[Region pointing data]
▼▼▼
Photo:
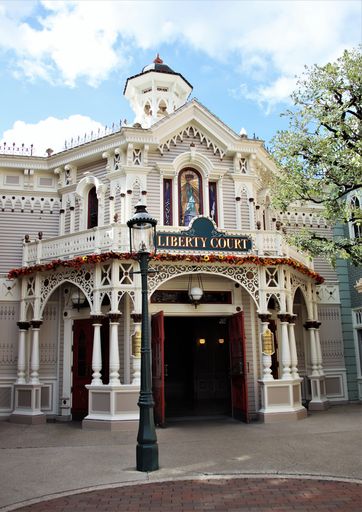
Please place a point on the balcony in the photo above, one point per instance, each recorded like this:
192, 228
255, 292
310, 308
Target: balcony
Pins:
115, 237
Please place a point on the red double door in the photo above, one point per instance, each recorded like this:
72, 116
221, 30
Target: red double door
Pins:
237, 367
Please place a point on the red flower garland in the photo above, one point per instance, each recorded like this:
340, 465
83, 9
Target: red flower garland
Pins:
92, 259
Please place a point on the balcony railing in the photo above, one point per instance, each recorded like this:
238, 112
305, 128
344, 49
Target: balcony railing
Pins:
115, 237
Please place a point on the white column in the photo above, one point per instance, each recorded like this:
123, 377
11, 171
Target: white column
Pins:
313, 349
23, 328
111, 209
318, 348
62, 222
113, 349
35, 353
285, 346
238, 212
293, 348
72, 219
97, 352
266, 359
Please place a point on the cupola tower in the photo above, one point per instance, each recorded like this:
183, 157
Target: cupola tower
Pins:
156, 92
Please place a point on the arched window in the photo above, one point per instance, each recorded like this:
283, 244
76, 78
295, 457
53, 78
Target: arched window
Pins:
92, 208
190, 196
356, 218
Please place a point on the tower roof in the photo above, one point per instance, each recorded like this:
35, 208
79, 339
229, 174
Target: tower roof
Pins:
157, 66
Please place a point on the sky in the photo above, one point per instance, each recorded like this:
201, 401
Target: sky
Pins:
64, 64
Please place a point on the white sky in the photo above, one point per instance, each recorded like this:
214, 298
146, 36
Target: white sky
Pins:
63, 64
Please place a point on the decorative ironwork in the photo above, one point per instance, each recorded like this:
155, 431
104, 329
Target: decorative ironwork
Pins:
247, 276
182, 297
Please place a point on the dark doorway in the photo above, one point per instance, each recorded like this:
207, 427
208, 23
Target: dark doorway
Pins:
82, 363
197, 380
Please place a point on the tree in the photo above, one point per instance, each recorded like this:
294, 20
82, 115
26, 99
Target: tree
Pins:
319, 157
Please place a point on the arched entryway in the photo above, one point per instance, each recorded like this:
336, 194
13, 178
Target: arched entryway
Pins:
200, 366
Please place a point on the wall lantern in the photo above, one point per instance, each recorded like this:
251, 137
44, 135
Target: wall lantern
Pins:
77, 298
142, 231
195, 291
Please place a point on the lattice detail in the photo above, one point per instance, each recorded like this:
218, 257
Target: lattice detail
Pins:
48, 353
328, 294
125, 273
271, 276
7, 312
82, 277
8, 288
297, 282
8, 354
102, 295
191, 131
122, 293
243, 165
247, 276
50, 312
117, 162
30, 287
332, 350
106, 275
275, 295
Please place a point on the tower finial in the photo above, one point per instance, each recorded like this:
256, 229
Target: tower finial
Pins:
158, 59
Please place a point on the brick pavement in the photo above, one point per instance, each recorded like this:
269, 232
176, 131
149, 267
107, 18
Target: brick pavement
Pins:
214, 495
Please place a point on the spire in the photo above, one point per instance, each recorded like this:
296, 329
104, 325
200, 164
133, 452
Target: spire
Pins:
158, 59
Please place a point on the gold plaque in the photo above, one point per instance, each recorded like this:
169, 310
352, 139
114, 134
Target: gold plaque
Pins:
268, 342
136, 344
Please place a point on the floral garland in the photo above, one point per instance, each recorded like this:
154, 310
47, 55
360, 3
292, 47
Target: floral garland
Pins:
92, 259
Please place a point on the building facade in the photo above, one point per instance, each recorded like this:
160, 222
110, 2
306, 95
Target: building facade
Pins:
264, 340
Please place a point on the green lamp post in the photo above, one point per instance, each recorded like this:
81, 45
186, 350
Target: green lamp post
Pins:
142, 228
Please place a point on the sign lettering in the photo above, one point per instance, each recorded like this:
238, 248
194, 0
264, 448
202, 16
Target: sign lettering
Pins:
202, 235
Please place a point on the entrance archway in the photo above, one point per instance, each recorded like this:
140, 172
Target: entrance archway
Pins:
197, 367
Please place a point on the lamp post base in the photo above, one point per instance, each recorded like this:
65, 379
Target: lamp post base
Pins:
147, 457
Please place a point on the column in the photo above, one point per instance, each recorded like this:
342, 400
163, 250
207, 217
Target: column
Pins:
113, 349
35, 352
111, 209
23, 328
97, 352
293, 347
266, 358
136, 350
61, 221
72, 219
310, 326
285, 346
318, 348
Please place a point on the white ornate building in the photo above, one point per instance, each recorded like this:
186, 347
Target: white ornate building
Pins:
265, 339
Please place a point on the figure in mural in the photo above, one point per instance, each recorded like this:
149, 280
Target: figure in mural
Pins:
190, 202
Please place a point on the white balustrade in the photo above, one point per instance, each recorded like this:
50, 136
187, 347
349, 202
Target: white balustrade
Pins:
115, 237
95, 240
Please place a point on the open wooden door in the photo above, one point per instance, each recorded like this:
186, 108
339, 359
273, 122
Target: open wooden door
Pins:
82, 367
158, 367
238, 368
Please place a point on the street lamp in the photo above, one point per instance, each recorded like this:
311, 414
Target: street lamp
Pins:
142, 230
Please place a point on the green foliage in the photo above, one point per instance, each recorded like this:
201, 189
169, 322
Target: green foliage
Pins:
320, 156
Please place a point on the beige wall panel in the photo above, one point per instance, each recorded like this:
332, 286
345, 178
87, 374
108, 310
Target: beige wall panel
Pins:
9, 334
14, 225
153, 198
331, 336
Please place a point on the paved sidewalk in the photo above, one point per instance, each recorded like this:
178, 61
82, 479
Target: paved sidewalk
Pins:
210, 465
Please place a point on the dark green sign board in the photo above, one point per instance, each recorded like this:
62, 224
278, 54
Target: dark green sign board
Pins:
202, 236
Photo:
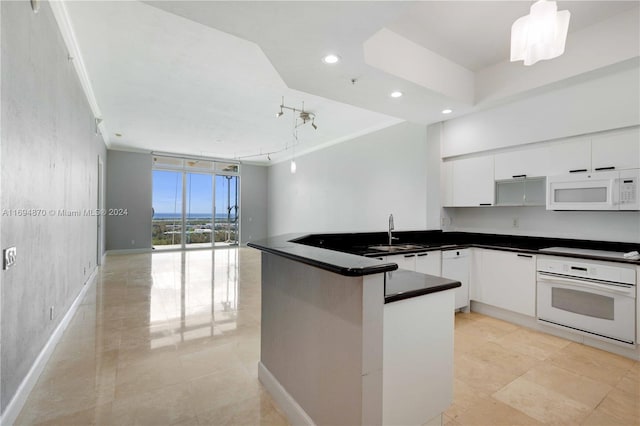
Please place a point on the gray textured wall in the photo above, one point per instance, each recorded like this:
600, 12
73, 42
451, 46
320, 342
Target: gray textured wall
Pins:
129, 187
253, 203
49, 155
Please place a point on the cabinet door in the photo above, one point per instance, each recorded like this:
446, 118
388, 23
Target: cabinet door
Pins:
618, 150
473, 183
525, 162
404, 261
508, 281
569, 155
429, 263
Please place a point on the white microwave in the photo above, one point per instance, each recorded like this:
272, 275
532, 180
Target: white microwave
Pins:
610, 190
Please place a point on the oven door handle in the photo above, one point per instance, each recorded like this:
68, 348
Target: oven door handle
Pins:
627, 290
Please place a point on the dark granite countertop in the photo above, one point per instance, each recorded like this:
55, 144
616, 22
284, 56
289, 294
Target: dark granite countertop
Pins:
342, 263
361, 244
403, 284
352, 255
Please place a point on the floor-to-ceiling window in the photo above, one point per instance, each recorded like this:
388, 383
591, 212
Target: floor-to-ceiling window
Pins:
195, 203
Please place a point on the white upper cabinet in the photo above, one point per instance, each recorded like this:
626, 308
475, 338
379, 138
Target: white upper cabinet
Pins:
526, 162
472, 182
569, 156
446, 183
616, 151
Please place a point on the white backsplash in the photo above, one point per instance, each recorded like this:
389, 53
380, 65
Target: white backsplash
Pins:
537, 221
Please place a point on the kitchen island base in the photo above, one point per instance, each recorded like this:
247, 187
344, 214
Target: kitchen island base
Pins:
326, 355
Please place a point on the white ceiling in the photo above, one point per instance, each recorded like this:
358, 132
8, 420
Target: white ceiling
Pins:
207, 77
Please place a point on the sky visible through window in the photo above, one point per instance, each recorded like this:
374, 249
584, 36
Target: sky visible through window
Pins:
167, 194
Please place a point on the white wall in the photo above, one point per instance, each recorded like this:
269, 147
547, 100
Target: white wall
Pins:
595, 104
537, 221
253, 203
354, 186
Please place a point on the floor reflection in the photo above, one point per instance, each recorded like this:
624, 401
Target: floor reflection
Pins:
194, 293
162, 338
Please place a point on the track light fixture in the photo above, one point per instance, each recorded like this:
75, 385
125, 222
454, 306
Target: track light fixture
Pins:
303, 115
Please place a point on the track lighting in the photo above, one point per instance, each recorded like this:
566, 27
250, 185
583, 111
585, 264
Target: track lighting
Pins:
303, 115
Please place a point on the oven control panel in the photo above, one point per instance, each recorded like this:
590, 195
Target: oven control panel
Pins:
573, 267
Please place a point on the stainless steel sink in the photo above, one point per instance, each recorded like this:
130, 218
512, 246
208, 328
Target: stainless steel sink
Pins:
396, 247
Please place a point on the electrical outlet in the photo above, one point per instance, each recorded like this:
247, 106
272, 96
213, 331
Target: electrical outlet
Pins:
9, 256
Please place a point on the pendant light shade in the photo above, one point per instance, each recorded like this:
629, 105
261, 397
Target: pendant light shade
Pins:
541, 34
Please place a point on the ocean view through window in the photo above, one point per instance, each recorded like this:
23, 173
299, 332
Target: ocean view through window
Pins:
194, 209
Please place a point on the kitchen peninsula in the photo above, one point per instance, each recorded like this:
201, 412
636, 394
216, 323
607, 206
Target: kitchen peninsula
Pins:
347, 339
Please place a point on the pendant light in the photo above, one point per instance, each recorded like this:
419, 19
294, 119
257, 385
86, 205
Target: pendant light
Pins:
541, 34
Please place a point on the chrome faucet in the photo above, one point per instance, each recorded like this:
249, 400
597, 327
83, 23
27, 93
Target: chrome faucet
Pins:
391, 228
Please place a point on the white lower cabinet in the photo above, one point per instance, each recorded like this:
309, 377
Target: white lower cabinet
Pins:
455, 266
506, 280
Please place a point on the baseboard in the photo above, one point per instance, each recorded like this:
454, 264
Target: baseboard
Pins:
128, 251
294, 412
17, 402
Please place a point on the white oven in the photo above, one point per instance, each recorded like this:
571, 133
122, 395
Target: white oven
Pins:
591, 297
606, 190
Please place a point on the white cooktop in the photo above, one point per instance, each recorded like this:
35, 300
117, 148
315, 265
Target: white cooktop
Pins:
587, 252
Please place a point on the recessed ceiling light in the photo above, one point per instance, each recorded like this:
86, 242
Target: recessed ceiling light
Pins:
331, 59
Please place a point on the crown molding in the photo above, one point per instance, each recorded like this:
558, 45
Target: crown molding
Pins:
61, 15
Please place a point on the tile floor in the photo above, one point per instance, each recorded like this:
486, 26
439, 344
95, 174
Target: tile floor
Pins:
172, 338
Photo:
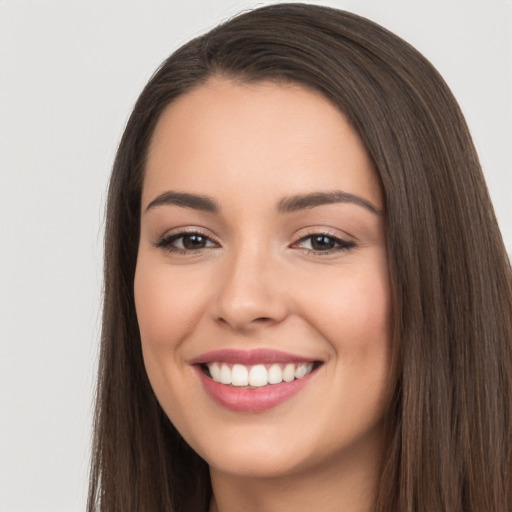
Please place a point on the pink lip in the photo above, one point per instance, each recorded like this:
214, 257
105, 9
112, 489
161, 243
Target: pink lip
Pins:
252, 400
249, 357
256, 399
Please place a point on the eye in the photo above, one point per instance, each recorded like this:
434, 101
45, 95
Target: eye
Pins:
323, 243
186, 242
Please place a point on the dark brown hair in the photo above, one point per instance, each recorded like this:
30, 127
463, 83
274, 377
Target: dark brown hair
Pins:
450, 420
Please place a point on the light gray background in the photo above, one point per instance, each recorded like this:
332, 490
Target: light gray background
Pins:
70, 71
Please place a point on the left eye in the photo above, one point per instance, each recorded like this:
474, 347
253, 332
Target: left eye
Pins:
323, 243
182, 242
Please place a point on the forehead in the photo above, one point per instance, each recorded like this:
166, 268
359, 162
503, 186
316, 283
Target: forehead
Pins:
264, 137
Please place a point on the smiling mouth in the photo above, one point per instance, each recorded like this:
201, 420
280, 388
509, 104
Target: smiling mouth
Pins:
259, 375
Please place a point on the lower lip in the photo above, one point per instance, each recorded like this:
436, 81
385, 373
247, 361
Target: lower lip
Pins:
254, 399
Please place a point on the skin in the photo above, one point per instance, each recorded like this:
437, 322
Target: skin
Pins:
257, 283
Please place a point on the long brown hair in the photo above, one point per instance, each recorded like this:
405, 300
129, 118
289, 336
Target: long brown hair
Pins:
449, 424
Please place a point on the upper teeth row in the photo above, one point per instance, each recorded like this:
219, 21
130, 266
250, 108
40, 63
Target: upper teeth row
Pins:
258, 375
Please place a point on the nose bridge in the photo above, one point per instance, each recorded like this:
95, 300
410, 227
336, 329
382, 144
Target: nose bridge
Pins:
249, 293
▲▲▲
▸ Exercise description
Give again, word for word, the lines above from the first one through the one containing "Target: red double door"; no pictures.

▸ Your response
Photo:
Please place a point on the balcony in the photo above, one point per instance, each recorded like this:
192, 228
255, 292
310, 308
Target: balcony
Pins:
115, 237
Please place a point on the red double door in the photo above, one point per instance, each recorded like this:
72, 116
221, 30
Target: red double door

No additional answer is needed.